--- START ---

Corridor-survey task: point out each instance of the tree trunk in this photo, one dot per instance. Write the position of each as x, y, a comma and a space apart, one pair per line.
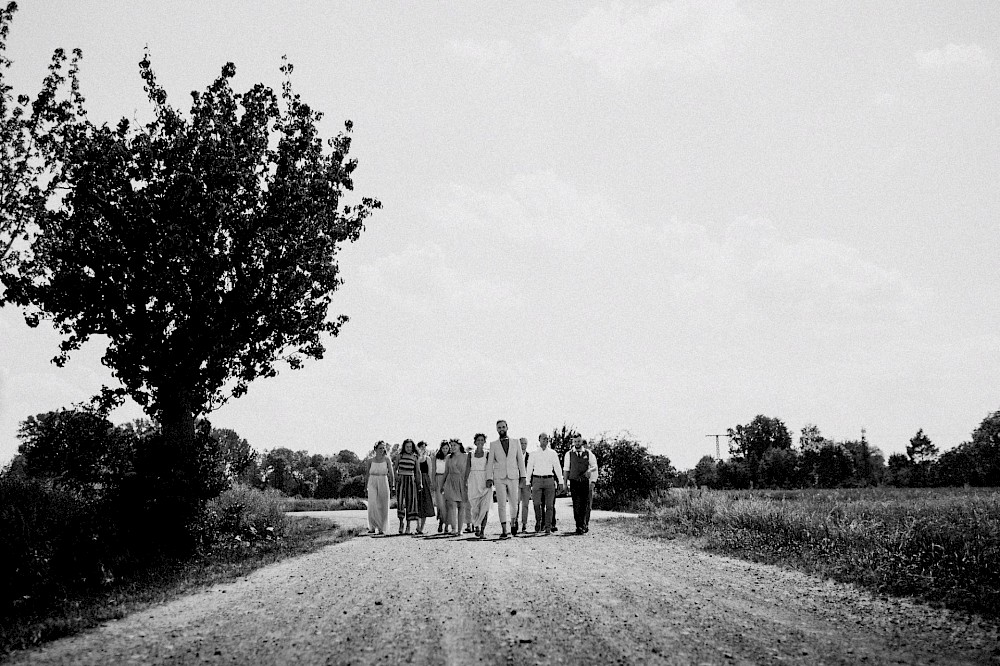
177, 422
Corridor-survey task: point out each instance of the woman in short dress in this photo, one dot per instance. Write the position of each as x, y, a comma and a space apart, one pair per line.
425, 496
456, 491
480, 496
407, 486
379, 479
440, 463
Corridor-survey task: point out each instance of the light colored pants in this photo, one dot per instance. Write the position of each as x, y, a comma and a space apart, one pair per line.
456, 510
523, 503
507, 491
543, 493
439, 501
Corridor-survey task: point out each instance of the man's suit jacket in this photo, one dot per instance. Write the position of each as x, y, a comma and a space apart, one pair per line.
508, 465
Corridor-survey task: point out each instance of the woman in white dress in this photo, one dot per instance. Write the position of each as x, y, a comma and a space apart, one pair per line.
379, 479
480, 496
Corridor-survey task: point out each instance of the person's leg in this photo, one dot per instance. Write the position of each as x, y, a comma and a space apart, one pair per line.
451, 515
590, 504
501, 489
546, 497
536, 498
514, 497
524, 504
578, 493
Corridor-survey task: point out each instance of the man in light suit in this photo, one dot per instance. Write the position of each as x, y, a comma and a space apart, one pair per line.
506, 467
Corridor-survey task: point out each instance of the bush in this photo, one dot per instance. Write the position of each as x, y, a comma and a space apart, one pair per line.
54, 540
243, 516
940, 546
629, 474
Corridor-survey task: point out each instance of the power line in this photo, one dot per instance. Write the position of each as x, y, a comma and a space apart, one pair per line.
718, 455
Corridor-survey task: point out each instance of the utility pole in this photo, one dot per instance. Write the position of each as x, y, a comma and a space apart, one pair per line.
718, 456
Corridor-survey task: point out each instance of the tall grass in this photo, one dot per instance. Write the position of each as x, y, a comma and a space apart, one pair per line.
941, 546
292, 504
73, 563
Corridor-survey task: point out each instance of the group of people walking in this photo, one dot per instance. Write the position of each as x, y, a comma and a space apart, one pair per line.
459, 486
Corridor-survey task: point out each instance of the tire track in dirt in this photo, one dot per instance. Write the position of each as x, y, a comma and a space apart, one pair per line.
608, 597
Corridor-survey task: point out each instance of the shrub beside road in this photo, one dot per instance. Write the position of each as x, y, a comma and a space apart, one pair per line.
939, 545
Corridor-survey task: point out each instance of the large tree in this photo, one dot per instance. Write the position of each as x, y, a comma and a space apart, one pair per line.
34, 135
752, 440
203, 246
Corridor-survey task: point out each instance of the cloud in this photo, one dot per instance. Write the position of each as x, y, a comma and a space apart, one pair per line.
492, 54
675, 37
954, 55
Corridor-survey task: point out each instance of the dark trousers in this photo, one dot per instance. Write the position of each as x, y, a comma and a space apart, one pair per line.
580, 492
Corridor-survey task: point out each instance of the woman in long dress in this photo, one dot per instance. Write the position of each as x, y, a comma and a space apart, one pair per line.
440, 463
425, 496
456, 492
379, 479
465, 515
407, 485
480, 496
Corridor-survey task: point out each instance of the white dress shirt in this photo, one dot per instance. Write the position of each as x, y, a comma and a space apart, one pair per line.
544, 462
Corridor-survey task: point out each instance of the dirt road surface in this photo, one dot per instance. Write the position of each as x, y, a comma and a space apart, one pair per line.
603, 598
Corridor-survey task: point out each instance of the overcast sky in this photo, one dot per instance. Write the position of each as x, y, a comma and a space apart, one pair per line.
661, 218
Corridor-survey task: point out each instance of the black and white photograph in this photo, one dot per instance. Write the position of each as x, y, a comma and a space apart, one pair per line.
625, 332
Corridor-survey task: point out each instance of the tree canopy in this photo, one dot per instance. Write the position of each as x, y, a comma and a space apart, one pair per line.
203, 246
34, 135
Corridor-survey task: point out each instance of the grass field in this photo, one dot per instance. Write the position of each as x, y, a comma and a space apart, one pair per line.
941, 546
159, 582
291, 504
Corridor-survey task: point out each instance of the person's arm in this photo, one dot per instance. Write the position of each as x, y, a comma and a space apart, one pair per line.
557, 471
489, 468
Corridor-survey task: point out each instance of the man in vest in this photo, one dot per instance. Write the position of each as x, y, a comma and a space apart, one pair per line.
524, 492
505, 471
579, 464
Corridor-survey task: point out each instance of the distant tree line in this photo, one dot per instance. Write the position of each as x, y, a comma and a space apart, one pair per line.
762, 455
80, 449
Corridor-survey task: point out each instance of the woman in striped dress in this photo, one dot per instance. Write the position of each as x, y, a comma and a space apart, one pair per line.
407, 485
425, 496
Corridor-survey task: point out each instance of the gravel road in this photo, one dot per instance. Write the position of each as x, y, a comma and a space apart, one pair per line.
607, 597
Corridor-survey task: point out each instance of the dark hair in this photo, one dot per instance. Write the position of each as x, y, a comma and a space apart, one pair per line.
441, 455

--- END ---

PROBLEM DETAILS: Retype nothing except the lines from the line holding "Corridor-survey task: point out each instance of the distant" through the last line of the entries, both included.

RESPONSE BOX:
Corridor-survey task: point out each instance of the distant tree line in this photo, one dot per instance. Write the position of each as x, y, a comma and a space apart, one pair per line.
762, 455
80, 449
Corridor-survey task: point out each instance of the woman in striped dress in this photo, one dot per instance. Write the position of each as x, y, a comma and a space apart, one pair per line.
407, 485
425, 496
Corridor-survey task: point out each instance of the gravel road in this photo, one dot per instance. Write the position of each as x, y, a comma and a space apart, one pair per line.
607, 597
Corridor-survey task: point out each instance of the dark hair in this photo, one dot per instance. Write the position of each as x, y, a comma and a space apart, one pair per line.
441, 455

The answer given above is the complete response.